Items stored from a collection
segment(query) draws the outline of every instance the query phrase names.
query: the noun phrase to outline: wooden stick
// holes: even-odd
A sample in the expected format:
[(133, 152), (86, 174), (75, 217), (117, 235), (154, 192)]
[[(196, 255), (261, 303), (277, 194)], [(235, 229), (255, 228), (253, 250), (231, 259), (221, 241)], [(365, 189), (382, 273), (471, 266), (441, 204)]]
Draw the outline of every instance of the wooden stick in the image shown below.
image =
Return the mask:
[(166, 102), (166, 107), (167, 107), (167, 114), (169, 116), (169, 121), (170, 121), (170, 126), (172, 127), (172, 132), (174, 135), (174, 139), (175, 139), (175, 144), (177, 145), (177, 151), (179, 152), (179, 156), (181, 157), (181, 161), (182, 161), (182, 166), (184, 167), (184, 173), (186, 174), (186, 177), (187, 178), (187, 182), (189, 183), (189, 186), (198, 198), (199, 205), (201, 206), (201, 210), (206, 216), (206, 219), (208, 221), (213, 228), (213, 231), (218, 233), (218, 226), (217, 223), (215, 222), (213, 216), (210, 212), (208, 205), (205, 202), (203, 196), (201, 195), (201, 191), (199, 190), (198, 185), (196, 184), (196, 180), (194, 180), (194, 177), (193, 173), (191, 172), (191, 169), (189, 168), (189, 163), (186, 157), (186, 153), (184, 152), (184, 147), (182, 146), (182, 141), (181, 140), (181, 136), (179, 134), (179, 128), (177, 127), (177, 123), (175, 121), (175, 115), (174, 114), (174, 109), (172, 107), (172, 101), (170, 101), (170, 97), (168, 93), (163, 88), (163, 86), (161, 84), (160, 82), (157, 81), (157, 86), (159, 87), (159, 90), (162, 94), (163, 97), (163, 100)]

* YOUR OBJECTIVE:
Return each line of the items above that contains the word "every".

* SOLUTION:
segment(query) draws the outline of every instance the query phrase names.
Draw the outline of every instance of the wooden stick in the image shown below.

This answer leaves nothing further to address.